(What you have to do)
State how many lines of the listing below contain the string "beard", treating uppercase and lowercase letters as distinct. Give only the number.

Outline labeling listing:
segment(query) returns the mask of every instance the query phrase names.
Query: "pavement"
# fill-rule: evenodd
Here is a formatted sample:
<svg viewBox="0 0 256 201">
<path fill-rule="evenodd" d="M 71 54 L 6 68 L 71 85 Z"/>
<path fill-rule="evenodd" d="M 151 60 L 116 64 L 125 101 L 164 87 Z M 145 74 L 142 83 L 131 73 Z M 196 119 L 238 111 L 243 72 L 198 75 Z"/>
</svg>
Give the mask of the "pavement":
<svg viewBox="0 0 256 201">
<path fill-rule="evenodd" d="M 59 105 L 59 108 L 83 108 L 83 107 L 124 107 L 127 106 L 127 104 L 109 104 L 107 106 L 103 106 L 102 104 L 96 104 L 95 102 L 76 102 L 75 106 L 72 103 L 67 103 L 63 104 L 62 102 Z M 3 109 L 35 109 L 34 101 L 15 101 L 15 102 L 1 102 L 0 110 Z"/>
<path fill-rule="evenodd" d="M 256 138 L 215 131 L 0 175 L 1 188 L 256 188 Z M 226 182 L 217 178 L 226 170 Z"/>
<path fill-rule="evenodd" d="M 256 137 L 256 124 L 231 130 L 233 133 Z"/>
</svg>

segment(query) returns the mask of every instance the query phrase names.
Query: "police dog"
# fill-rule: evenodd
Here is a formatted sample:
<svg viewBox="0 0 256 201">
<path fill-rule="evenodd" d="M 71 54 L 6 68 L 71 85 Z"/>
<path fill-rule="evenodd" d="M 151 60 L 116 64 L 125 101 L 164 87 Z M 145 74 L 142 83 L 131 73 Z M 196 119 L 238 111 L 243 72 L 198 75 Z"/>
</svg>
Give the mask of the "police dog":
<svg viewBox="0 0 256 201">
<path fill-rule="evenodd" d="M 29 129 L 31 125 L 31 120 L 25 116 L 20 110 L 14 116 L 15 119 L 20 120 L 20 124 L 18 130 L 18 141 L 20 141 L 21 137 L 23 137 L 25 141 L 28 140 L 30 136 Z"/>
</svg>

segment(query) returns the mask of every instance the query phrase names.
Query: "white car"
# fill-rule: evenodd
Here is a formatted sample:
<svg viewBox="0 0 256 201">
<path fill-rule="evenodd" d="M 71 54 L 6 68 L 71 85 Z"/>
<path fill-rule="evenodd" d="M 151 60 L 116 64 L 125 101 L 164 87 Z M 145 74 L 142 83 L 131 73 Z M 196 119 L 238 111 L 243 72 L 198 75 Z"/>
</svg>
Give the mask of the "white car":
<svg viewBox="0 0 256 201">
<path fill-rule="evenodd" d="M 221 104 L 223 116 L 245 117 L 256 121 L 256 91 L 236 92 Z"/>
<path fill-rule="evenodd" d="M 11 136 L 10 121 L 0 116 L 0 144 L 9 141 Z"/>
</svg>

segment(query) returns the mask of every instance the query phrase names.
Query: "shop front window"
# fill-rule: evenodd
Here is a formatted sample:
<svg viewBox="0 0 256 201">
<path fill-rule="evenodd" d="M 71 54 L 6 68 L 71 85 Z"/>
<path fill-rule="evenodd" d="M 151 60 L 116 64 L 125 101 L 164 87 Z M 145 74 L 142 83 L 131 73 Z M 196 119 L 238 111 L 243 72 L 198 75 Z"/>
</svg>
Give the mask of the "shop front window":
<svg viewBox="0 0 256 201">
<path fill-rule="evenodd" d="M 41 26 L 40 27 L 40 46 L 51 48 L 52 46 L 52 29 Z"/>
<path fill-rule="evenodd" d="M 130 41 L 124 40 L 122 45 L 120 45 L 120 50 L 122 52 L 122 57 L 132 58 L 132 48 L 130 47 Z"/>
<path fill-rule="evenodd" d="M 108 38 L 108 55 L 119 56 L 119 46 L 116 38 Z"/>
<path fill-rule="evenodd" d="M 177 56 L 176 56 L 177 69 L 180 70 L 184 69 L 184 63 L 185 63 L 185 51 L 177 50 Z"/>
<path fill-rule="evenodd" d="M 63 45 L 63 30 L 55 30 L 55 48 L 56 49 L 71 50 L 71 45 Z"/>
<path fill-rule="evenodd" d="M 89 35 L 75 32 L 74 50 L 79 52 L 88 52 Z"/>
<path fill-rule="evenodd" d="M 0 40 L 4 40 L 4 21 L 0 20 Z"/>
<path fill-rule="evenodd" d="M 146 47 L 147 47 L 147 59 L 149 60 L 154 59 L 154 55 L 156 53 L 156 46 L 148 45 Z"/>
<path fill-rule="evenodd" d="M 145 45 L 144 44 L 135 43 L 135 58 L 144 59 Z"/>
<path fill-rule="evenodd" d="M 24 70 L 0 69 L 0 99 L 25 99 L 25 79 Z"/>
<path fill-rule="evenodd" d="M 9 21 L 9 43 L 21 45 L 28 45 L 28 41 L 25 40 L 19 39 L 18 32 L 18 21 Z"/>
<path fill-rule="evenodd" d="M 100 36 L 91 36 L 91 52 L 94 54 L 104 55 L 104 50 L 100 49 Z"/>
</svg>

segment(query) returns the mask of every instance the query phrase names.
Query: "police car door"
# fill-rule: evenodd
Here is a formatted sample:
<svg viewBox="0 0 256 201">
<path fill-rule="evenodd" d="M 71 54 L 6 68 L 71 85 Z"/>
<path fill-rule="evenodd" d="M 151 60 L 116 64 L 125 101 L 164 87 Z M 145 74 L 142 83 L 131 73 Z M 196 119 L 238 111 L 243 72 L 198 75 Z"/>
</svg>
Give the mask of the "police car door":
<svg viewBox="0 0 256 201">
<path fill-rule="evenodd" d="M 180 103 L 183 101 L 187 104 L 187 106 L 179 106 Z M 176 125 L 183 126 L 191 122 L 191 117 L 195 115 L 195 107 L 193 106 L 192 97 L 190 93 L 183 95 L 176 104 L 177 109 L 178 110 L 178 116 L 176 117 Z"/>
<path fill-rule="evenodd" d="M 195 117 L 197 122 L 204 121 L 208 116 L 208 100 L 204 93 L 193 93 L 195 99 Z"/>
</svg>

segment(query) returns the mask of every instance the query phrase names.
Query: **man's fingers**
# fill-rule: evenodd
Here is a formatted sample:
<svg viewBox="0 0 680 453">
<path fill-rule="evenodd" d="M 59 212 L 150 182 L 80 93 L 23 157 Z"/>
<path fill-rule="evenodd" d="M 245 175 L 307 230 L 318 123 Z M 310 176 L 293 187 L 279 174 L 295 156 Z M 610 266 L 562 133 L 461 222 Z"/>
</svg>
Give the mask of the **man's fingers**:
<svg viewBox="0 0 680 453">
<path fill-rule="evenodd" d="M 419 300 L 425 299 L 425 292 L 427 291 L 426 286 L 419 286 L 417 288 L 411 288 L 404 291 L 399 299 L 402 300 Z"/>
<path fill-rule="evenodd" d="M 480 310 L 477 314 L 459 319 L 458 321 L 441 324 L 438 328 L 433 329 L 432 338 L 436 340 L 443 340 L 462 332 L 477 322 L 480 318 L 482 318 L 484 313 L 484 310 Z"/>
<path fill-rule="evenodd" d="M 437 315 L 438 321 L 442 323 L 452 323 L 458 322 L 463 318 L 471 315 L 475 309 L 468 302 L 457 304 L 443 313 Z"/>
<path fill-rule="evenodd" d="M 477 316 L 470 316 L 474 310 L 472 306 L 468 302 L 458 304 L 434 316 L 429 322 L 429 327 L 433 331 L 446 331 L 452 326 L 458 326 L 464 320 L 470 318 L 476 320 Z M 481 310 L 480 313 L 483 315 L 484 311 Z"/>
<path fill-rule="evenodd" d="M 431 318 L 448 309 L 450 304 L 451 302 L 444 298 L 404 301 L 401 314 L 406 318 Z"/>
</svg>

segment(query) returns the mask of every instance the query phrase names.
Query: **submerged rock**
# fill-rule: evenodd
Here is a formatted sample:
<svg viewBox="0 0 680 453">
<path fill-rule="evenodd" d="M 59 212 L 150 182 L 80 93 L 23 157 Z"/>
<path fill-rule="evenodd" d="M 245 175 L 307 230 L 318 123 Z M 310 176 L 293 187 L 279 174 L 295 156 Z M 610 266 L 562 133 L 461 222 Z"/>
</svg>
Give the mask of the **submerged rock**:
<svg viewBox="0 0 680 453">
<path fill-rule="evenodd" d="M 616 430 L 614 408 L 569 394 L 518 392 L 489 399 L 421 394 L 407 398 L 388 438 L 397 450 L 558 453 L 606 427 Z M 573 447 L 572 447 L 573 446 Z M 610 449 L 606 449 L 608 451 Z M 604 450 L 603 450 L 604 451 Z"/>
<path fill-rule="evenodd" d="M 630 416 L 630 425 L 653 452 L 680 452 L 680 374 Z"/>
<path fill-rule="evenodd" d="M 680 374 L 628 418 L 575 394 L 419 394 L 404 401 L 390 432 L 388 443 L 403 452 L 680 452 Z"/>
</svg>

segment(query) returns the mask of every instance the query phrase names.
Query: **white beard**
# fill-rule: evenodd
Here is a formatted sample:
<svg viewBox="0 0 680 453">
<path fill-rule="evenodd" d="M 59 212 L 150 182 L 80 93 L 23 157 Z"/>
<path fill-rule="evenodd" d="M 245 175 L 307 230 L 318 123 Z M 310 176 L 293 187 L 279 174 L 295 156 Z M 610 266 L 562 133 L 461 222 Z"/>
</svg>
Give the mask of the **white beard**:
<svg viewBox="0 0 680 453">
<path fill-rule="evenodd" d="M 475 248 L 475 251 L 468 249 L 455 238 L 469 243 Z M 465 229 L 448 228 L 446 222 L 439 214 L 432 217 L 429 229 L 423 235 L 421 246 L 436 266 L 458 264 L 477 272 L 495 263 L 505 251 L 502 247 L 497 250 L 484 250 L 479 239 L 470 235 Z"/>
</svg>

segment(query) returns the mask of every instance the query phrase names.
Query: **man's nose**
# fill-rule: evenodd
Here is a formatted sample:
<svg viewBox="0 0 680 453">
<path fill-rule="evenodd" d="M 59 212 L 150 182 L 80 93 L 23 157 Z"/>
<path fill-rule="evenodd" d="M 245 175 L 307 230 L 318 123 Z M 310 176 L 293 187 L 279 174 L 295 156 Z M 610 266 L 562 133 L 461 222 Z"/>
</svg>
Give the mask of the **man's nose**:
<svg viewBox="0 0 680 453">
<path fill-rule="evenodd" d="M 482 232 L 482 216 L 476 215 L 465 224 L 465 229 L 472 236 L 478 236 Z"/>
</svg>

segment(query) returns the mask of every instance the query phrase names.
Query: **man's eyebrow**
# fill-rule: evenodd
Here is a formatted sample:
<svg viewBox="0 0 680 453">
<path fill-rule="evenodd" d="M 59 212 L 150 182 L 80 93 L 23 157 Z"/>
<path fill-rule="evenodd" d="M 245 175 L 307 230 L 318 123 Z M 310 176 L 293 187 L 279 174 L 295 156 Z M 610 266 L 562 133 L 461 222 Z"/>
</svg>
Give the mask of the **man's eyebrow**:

(Exercise output)
2